:: Problem to solve ::
Copy the lines below from the line containing "of the backpack" through the end of the items, keeping every request as it stands. Multiply each coordinate in the marked answers by 2.55 and round to whole numbers, with halves rounded up, but leave the coordinates in the format samples unchanged.

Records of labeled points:
::::

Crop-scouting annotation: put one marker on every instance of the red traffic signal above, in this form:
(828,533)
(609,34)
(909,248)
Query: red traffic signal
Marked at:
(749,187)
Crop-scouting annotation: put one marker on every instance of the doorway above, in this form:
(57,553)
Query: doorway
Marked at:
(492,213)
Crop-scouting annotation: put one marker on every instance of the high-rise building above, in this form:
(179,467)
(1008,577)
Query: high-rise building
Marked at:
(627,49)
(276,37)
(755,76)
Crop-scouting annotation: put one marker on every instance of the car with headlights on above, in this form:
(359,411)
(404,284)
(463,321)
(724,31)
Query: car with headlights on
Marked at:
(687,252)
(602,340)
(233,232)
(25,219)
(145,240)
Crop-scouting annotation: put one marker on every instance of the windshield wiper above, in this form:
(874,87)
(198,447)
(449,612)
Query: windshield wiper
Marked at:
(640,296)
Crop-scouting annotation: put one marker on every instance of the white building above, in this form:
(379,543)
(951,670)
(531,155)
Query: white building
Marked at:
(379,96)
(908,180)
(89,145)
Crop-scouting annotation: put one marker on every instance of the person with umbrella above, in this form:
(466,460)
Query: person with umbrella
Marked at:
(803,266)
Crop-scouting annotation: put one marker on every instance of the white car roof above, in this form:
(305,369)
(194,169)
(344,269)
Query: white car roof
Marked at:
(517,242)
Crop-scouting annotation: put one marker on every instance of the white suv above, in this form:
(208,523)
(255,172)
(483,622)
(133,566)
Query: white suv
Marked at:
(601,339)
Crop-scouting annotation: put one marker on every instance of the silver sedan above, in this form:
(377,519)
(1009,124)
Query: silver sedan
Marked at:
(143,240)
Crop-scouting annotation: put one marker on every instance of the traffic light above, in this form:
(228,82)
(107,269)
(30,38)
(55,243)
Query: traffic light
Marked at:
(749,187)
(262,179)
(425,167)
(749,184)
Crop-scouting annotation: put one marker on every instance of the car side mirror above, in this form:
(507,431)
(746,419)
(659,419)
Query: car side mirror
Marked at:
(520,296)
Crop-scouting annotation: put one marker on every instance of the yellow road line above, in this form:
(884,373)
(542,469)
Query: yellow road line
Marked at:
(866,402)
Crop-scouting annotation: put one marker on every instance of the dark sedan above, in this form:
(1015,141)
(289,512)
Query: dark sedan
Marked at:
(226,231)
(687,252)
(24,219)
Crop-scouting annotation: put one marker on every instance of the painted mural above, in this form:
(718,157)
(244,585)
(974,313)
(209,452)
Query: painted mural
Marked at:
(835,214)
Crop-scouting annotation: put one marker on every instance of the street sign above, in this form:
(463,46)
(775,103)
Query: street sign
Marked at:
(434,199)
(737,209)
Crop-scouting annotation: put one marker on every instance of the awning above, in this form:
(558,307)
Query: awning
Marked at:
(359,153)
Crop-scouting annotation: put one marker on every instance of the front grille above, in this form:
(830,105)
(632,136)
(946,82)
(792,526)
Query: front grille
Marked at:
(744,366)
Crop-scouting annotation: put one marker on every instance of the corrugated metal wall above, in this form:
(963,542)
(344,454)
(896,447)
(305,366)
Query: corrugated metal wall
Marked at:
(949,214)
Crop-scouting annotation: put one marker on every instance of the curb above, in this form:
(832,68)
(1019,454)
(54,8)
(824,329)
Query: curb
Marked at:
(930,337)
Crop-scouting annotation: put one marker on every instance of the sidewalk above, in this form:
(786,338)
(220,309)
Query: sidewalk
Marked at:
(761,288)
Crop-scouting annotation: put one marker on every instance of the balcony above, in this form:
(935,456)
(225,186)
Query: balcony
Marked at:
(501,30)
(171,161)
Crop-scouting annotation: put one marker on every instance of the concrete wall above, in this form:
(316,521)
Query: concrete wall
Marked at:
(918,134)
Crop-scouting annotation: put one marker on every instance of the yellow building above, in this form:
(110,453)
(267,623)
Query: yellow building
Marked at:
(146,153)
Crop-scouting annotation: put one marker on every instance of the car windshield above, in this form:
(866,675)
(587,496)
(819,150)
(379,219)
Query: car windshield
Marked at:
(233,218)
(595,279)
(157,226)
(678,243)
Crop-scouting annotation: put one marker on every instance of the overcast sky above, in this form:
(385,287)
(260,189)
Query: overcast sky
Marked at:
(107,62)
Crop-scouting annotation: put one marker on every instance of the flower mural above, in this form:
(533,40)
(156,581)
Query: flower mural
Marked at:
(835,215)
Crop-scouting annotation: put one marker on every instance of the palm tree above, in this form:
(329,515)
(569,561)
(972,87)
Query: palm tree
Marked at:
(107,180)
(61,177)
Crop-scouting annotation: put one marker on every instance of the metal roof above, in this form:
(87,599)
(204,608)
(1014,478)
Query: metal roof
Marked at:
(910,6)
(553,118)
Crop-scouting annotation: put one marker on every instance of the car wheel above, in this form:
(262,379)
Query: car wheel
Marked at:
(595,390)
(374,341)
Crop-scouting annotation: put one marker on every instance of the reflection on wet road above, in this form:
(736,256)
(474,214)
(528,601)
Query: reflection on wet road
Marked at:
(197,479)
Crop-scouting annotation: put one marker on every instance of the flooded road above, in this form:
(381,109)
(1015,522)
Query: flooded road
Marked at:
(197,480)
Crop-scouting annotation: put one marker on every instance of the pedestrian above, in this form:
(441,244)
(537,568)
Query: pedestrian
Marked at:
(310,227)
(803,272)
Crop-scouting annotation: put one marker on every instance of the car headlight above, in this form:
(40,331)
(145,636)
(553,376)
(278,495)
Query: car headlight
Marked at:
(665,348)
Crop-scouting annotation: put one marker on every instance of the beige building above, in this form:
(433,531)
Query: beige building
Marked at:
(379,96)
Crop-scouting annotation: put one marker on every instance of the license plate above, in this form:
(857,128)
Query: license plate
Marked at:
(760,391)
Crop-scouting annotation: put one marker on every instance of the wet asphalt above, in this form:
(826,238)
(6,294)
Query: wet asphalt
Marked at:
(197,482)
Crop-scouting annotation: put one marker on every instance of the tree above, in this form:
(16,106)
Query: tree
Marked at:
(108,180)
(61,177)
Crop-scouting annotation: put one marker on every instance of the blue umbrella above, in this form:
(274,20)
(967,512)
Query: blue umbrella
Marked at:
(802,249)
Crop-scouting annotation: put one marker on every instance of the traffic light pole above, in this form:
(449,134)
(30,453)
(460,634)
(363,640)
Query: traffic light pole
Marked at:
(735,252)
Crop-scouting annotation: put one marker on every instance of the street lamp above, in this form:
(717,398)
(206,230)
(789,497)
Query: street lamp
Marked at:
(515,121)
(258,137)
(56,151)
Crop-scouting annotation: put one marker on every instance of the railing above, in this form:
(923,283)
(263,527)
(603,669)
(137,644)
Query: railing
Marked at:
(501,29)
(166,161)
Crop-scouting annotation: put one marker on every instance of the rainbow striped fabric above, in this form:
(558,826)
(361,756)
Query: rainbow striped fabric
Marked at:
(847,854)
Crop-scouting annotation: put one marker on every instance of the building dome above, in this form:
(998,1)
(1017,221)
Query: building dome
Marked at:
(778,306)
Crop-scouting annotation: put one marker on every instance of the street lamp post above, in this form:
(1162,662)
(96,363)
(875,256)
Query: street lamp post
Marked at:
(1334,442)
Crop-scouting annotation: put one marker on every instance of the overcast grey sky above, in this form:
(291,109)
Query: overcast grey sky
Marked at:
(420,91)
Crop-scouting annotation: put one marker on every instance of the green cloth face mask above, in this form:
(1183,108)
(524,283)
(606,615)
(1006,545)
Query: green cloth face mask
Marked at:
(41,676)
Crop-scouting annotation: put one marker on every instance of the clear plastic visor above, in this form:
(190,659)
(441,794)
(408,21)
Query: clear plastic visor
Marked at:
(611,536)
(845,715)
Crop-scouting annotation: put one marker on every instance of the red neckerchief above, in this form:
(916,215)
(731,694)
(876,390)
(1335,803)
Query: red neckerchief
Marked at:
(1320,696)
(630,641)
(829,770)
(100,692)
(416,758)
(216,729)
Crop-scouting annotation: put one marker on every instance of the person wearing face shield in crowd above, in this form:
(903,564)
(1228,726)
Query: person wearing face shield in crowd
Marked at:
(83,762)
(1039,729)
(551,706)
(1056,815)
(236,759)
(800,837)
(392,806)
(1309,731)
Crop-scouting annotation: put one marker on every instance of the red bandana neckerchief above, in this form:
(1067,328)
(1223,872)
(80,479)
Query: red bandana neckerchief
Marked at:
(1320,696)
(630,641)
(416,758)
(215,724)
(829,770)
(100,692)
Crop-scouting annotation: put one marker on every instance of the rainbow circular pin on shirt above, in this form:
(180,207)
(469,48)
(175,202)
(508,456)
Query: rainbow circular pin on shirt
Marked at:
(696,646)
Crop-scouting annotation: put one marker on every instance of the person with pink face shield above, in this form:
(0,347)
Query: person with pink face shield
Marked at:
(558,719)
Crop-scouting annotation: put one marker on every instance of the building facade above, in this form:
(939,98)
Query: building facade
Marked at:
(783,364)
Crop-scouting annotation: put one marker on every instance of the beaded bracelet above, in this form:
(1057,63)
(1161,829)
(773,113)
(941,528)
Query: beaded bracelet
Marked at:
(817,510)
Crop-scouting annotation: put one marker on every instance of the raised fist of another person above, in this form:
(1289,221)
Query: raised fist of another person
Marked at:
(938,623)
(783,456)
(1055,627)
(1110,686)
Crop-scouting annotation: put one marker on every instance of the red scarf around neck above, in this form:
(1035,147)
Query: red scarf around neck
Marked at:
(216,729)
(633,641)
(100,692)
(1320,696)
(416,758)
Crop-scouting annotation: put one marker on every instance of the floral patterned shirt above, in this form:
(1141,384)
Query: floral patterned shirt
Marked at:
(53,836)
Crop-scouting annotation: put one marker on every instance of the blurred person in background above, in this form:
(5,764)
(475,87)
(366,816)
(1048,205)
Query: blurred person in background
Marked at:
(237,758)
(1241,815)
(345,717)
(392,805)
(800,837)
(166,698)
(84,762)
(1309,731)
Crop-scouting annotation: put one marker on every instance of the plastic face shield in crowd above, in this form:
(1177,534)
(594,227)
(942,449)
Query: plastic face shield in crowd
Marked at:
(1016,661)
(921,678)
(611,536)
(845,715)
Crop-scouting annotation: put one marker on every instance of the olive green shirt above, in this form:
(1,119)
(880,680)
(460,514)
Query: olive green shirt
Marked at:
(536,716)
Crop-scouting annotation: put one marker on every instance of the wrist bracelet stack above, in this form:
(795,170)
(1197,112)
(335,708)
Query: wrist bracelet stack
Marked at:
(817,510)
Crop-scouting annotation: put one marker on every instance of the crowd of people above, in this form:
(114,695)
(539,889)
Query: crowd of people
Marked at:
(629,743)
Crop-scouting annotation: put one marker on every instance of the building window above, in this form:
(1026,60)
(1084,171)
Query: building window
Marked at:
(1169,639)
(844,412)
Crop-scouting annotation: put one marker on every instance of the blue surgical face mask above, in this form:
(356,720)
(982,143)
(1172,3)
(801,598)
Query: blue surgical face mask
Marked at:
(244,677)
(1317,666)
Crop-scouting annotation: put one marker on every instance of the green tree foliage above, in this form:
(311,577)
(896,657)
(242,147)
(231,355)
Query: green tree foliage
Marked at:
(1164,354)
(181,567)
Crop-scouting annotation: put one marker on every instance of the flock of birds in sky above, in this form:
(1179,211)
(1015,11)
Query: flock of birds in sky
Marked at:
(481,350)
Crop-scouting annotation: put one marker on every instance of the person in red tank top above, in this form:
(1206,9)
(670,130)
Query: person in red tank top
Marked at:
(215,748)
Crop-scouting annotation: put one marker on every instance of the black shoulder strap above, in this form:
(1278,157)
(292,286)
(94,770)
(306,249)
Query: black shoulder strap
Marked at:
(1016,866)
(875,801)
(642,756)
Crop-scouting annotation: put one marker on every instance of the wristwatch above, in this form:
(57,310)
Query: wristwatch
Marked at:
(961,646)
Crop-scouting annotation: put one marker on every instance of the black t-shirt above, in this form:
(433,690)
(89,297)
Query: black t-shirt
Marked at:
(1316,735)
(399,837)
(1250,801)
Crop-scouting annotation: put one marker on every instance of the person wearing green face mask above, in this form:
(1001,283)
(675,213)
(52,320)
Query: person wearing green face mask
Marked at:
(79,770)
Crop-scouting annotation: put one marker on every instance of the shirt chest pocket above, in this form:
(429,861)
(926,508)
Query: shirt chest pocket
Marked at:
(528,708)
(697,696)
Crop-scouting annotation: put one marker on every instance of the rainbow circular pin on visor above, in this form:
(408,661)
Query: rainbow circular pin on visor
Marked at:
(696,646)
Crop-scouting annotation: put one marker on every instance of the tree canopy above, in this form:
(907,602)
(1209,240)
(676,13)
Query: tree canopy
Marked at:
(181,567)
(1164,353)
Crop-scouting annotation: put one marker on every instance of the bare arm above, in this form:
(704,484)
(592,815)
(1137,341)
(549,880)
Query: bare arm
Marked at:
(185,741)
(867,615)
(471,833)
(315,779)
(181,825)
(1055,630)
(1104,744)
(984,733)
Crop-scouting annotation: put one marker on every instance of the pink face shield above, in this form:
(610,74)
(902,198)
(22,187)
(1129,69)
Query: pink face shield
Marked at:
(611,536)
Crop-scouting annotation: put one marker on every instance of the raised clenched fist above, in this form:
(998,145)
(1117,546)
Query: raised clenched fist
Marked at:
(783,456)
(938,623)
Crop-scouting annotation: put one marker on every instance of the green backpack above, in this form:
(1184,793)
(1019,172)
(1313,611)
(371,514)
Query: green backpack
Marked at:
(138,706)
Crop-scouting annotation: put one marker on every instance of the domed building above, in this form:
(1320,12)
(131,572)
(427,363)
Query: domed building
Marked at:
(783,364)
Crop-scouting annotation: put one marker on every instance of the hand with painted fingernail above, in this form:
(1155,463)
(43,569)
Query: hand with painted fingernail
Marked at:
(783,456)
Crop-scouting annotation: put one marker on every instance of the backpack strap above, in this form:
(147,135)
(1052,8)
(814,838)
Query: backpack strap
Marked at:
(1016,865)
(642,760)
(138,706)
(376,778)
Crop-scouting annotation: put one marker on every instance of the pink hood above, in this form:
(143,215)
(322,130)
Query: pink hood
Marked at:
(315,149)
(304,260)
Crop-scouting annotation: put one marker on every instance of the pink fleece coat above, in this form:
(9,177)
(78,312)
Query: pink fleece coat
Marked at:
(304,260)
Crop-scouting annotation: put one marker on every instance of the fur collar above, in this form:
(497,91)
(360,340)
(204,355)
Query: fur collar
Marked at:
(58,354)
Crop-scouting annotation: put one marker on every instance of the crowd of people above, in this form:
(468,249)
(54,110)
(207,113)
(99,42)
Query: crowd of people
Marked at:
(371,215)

::::

:: Full answer ::
Crop-scouting annotation: put one marker on every instance of the backpack strap above, in this form:
(147,135)
(1052,8)
(814,838)
Query: backpack strap
Marked at:
(2591,2206)
(1637,1938)
(352,1800)
(959,1984)
Crop-scouting annotation: put one marker on every instance of the pink hood above, in this form:
(143,215)
(322,130)
Query: pink hood
Marked at:
(803,380)
(775,663)
Crop-scouting annotation: put one marker on every instance of the pink fleece coat above, in this form:
(9,177)
(78,312)
Query: pink fleece coat
Marked at:
(775,663)
Crop-scouting annotation: put one marker on every instance of the fur collar above, in this form:
(497,91)
(360,340)
(204,355)
Query: fur collar
Marked at:
(148,903)
Crop-scouting annotation: put one marker on every instance of the crowd of people above, in this form:
(468,249)
(54,110)
(207,113)
(99,42)
Query: crowd of people
Marked at:
(946,548)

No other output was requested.